• [수행 과제] 아래 목록의 모든 줄을 요청 부분까지 빠짐없이 다시 적으세요. 답에 있는 좌표는 모든 수에 -134를 더해 옮기세요.

이름 붙은 영역 윤곽 목록:
== == ==
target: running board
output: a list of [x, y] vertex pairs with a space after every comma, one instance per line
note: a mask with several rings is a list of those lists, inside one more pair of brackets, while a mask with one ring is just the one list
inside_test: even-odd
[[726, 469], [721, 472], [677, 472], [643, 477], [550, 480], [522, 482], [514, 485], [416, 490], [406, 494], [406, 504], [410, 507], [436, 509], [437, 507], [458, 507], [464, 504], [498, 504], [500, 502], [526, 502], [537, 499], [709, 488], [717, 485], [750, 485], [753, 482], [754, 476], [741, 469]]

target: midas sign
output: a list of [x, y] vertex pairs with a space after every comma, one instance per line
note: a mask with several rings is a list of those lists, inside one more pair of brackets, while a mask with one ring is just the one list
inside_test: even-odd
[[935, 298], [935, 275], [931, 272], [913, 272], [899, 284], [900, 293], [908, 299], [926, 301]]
== == ==
• [연습 결과]
target: running board
output: a list of [x, y] vertex pairs with a space after every comma, one instance per line
note: a mask with several rings is a list of those lists, inside one more pair of brackets, while a mask with one ring is just the one list
inside_test: even-odd
[[592, 335], [587, 338], [543, 338], [509, 343], [416, 346], [388, 348], [380, 351], [282, 356], [272, 360], [272, 370], [276, 373], [302, 375], [303, 373], [324, 373], [330, 370], [364, 370], [366, 368], [392, 368], [403, 365], [575, 354], [583, 351], [616, 351], [619, 348], [620, 342], [607, 335]]

target: midas sign
output: a list of [x, y] vertex pairs with a space after every comma, one instance per line
note: a mask with several rings is a list of those lists, inside one more pair of brackets, while a mask with one ring is just the one list
inside_test: even-odd
[[801, 164], [801, 141], [797, 138], [779, 138], [765, 150], [766, 159], [774, 165], [792, 167]]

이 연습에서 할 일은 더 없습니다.